Instrucciones de la tarea: Copia sin cambios el pasaje de la reseña sobre «Godland» que va de "se magnifica hasta" a "concluir su viaje.".

Dicha limitación se hace especialmente dolorosa en la primera hora de "Godland" (“Vanskabte Land”, 2022), en donde se describe magistralmente la odisea espiritual de nuestro protagonista por tierras islandesas. Todo este periplo, tanto físico como existencial, a través de los elementos nos remite constantemente al mejor cine de ese gigante llamado Werner Herzog: el Herzog de “Fitzcarraldo” (1982) o, muy especialmente, “Aguirre, la Cólera de Dios” (“Aguirre, der Zorn Gottes”, 1972). La prodigiosa fotografía de Maria von Hausswolff confiere al entorno, en algunos pasajes, un aura cuasi-onírica, mítica incluso, que sirve para realzar la futilidad de la existencia humana en el marco de esa Naturaleza indómita que el Hombre se empeña, inútilmente, en doblegar en el nombre de Dios.
Enfrentado a la solemnidad de un
paisaje salvaje y primigenio, la angustia ante el "silencio de Dios"
se magnifica hasta extremos insoportables. Nuestro protagonista, Lucas (Elliott
Crosset Hove), embarcado en la misión de traer la luz de Dios (no en vano
su nombre está asociado, en griego clásico, al verbo "brillar"),
va apagándose paulatinamente ante la incapacidad por comunicarse con los
aborígenes que lo acompañan. Sin embargo, no nos referimos, únicamente, a una
cuestión meramente lingüística, sino también moral, dada su aparente renuencia
a interactuar y relacionarse con los lugareños. Lejos de llegar a iluminar el
camino a su paso, el paisaje acaba minando la fortaleza interna del
protagonista antes incluso de que éste pueda llegar a concluir su viaje.

Extractos de datos:
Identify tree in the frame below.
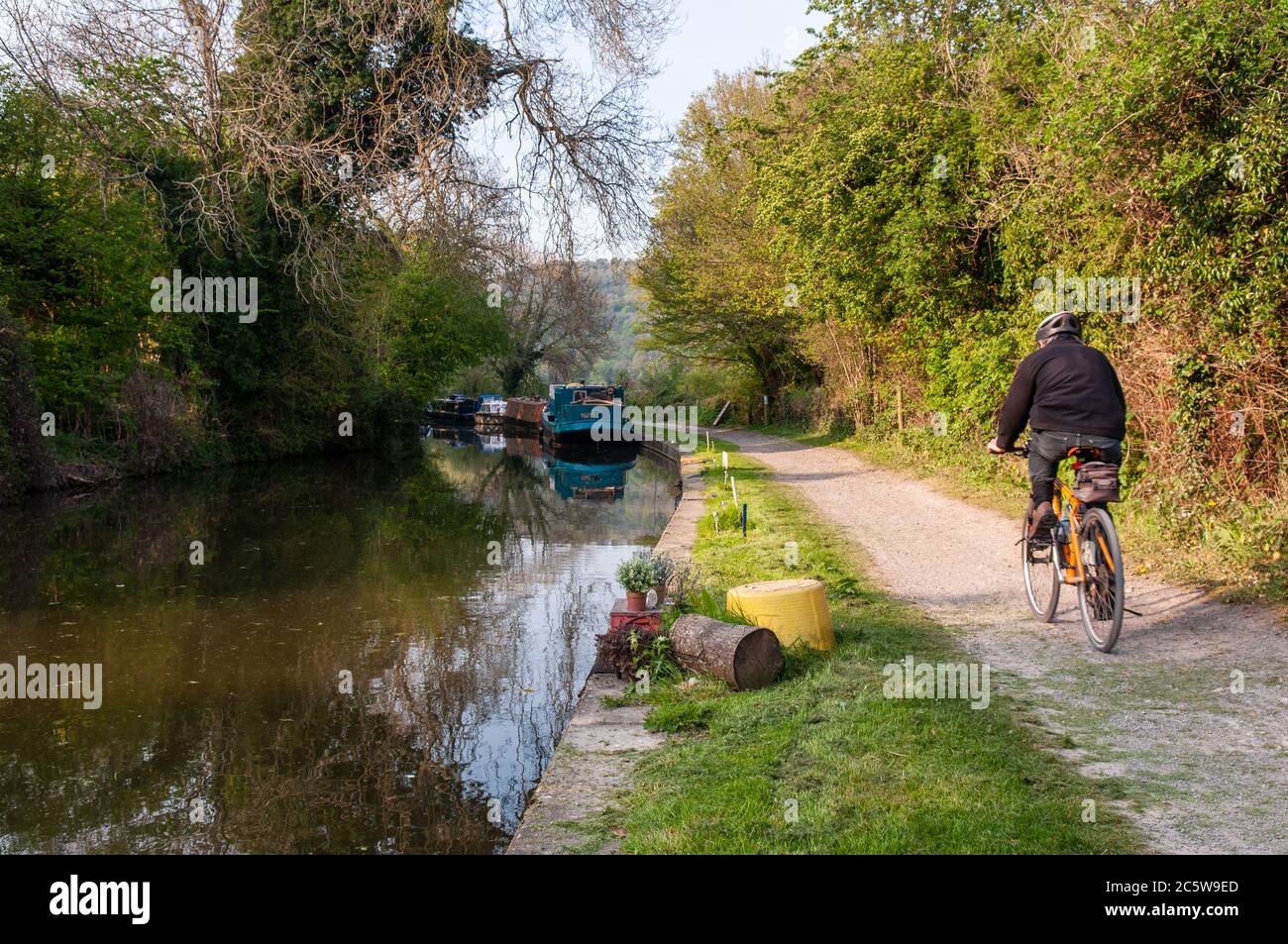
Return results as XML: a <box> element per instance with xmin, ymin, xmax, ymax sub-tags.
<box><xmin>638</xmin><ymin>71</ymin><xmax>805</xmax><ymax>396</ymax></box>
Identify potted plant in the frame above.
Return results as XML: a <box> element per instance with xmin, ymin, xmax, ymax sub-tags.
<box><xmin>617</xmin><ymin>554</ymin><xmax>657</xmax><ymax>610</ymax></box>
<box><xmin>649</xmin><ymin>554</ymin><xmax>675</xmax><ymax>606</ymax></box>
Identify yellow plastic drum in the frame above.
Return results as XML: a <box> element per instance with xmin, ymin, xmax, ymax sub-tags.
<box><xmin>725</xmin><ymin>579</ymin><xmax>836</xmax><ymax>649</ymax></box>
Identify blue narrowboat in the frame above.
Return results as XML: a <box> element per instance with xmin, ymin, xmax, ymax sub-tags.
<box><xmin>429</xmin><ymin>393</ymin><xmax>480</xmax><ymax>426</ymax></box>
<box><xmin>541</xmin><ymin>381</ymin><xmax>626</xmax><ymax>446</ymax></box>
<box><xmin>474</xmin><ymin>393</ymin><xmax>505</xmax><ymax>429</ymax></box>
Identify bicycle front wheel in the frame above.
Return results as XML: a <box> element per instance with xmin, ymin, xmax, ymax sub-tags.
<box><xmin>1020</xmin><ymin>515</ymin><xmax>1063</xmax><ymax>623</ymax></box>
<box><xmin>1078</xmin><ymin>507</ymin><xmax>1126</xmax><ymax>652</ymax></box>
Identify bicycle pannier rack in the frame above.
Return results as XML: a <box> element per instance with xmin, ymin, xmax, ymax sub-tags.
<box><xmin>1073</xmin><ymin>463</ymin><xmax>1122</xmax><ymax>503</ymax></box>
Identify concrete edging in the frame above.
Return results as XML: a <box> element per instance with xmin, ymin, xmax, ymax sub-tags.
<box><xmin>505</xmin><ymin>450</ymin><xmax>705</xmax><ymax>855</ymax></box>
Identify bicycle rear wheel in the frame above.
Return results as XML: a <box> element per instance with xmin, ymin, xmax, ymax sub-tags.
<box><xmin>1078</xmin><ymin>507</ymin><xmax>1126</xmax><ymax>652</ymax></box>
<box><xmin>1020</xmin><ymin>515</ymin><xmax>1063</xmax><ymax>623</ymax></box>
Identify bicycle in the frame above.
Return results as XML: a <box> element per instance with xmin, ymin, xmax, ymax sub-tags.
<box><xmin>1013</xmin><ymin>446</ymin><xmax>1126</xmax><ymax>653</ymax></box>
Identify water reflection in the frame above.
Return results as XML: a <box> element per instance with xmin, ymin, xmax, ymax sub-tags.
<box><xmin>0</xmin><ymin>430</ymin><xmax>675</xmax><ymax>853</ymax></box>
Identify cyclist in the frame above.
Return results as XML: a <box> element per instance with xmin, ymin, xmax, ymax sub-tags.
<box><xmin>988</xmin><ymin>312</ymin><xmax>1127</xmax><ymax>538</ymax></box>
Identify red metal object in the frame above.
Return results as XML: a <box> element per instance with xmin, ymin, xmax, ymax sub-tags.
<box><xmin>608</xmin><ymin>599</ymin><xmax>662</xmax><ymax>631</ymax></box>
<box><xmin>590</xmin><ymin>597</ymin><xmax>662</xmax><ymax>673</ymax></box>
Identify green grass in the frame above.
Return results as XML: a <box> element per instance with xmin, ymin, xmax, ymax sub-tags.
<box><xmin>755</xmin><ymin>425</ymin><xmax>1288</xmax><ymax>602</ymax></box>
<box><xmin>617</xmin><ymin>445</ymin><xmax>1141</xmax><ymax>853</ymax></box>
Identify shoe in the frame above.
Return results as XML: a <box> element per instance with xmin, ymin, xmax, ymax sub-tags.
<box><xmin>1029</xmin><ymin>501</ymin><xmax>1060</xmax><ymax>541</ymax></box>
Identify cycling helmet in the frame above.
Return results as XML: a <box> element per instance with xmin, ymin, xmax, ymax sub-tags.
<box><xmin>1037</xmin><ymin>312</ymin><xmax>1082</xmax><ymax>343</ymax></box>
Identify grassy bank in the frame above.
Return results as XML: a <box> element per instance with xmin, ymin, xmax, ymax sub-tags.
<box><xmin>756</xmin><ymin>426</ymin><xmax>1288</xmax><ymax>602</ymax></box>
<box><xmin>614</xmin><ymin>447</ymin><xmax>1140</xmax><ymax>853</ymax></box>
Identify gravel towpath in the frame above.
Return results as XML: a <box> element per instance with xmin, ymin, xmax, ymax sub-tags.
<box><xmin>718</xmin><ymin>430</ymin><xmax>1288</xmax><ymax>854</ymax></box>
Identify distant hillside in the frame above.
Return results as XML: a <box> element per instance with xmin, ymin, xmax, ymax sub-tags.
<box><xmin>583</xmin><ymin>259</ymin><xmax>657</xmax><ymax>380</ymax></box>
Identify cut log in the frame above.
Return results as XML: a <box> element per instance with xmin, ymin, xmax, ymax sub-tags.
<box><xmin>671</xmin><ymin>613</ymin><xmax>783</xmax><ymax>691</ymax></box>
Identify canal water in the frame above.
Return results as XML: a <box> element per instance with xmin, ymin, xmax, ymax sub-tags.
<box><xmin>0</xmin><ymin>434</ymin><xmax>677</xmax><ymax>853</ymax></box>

--

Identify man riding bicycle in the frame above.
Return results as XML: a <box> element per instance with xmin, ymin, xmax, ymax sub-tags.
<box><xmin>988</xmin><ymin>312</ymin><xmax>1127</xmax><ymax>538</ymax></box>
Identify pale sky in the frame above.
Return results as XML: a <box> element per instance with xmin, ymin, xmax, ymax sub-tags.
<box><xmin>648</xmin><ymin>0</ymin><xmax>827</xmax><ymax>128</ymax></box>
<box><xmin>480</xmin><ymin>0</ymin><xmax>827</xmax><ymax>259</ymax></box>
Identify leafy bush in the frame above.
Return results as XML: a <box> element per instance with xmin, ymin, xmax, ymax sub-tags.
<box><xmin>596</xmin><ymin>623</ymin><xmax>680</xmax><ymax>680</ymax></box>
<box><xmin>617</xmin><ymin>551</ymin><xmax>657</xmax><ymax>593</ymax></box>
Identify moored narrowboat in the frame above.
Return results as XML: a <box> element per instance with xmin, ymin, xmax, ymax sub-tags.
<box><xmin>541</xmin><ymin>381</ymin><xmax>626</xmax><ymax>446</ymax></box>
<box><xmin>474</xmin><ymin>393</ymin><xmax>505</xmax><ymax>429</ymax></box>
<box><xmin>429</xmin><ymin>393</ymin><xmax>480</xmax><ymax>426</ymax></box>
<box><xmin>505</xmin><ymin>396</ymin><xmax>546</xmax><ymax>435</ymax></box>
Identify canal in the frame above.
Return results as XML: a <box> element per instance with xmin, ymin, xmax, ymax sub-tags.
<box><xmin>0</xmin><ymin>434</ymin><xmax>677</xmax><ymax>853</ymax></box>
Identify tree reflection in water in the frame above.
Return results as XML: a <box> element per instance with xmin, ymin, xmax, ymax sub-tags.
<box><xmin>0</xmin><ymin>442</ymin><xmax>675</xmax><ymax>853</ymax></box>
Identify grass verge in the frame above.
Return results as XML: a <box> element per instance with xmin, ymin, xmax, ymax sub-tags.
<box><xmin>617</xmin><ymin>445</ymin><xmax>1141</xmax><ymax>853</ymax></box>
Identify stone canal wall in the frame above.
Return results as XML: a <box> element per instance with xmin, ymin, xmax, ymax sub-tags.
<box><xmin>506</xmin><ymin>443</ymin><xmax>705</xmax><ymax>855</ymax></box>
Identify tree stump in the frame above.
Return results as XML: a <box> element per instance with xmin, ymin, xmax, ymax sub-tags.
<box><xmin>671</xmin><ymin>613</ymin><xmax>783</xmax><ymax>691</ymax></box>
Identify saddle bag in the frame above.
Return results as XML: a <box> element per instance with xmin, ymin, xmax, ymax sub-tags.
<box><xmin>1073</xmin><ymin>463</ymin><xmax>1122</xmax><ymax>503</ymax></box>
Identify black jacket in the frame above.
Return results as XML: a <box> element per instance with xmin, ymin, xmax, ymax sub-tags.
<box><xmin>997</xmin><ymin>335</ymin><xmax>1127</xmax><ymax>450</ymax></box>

* * *

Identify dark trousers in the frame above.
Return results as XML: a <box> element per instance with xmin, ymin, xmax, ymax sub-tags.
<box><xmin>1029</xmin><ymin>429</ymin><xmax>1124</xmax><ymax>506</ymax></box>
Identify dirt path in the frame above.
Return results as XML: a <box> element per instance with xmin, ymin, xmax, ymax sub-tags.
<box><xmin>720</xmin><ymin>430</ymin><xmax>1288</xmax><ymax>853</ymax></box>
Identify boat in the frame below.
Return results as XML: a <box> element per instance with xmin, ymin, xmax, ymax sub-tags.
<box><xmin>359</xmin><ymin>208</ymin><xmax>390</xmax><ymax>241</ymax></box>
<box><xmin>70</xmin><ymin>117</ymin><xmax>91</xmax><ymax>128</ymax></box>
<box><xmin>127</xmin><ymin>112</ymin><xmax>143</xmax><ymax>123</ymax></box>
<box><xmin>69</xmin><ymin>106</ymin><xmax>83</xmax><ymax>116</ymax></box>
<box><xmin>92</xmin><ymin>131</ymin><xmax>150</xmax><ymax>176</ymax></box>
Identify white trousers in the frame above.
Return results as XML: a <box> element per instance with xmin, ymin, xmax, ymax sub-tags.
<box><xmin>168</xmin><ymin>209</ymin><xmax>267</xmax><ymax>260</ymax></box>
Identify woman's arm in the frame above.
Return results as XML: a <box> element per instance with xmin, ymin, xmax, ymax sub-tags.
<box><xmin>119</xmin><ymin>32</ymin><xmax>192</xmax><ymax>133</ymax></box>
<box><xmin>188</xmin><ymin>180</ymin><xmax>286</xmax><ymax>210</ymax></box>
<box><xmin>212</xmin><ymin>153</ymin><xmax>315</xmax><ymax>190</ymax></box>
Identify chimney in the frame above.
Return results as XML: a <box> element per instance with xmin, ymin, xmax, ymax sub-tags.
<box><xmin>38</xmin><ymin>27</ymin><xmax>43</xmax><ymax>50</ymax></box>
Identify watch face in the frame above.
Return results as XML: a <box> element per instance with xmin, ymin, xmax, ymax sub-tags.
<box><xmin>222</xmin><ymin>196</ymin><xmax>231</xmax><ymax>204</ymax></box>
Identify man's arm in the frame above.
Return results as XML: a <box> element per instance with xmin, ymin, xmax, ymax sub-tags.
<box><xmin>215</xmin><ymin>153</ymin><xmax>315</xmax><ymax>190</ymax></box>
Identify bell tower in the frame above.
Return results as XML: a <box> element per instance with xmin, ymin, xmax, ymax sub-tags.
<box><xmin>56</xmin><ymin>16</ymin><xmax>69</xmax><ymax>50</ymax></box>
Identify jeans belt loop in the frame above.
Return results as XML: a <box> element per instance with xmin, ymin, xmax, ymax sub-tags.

Resultado de la tarea:
se magnifica hasta extremos insoportables. Nuestro protagonista, Lucas (Elliott
Crosset Hove), embarcado en la misión de traer la luz de Dios (no en vano
su nombre está asociado, en griego clásico, al verbo "brillar"),
va apagándose paulatinamente ante la incapacidad por comunicarse con los
aborígenes que lo acompañan. Sin embargo, no nos referimos, únicamente, a una
cuestión meramente lingüística, sino también moral, dada su aparente renuencia
a interactuar y relacionarse con los lugareños. Lejos de llegar a iluminar el
camino a su paso, el paisaje acaba minando la fortaleza interna del
protagonista antes incluso de que éste pueda llegar a concluir su viaje.